_WHAT YOU HAVE TO DO_
Produce a verbatim transcription of the entries, with all pictures omitted.

_Excerpts from a dataset_

BEGIN

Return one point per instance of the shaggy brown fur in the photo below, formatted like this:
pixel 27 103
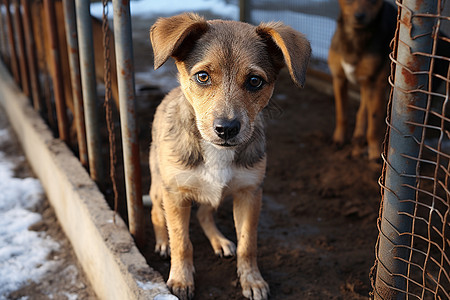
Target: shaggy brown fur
pixel 208 136
pixel 359 53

END

_TASK ANSWER_
Return one point per instance of the shaggy brown fur in the photo below, formatted like this:
pixel 27 103
Target: shaggy brown fur
pixel 208 136
pixel 359 53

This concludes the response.